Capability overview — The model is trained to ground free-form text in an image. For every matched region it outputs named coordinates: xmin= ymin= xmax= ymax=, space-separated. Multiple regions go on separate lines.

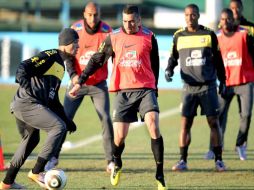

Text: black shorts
xmin=112 ymin=89 xmax=159 ymax=123
xmin=182 ymin=88 xmax=220 ymax=117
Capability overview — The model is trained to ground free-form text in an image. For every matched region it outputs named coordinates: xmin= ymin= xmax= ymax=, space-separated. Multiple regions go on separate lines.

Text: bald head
xmin=83 ymin=1 xmax=100 ymax=29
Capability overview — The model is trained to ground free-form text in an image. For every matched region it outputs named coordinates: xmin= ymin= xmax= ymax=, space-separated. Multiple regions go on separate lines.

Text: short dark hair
xmin=123 ymin=4 xmax=140 ymax=16
xmin=185 ymin=3 xmax=199 ymax=14
xmin=230 ymin=0 xmax=243 ymax=8
xmin=221 ymin=8 xmax=234 ymax=19
xmin=221 ymin=8 xmax=234 ymax=18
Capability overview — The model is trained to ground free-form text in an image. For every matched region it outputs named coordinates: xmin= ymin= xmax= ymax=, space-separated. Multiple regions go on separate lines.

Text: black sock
xmin=213 ymin=146 xmax=222 ymax=162
xmin=113 ymin=143 xmax=125 ymax=168
xmin=180 ymin=146 xmax=189 ymax=163
xmin=151 ymin=136 xmax=164 ymax=179
xmin=32 ymin=157 xmax=48 ymax=174
xmin=3 ymin=164 xmax=20 ymax=184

########################################

Goal:
Transcribe all of the rows above verbatim, leaving out the pictures.

Answer below:
Capability overview — The model is trained to ground free-form text in an image. For every matched region it outputs named coordinates: xmin= ymin= xmax= ymax=, space-separated. Multiple regions go on separate lines.


Text: black shorts
xmin=112 ymin=89 xmax=159 ymax=123
xmin=182 ymin=88 xmax=220 ymax=117
Capability overview — The model is trained to ground free-form text in an image. For every matched region it outputs named coordinates: xmin= ymin= xmax= ymax=, space-separated. Multiple regions go on separate lines.

Text: bald head
xmin=83 ymin=1 xmax=100 ymax=29
Capability overview — The model is trained to ground free-form text in an image. For every matched region it outputs named coordinates: xmin= ymin= xmax= ymax=, space-separated. Multiple regions go on separate lines.

Text: short dark hair
xmin=123 ymin=4 xmax=140 ymax=16
xmin=185 ymin=3 xmax=199 ymax=14
xmin=230 ymin=0 xmax=243 ymax=8
xmin=221 ymin=8 xmax=234 ymax=19
xmin=221 ymin=8 xmax=234 ymax=18
Capability overview — The model is trained to ground free-form text in an image. For every matched region it outputs named coordinates: xmin= ymin= xmax= ymax=, space-separated. Multiple regions go on separate lines.

Text: black sock
xmin=213 ymin=146 xmax=222 ymax=162
xmin=113 ymin=143 xmax=125 ymax=168
xmin=180 ymin=146 xmax=189 ymax=163
xmin=151 ymin=136 xmax=164 ymax=179
xmin=32 ymin=157 xmax=48 ymax=174
xmin=3 ymin=164 xmax=20 ymax=184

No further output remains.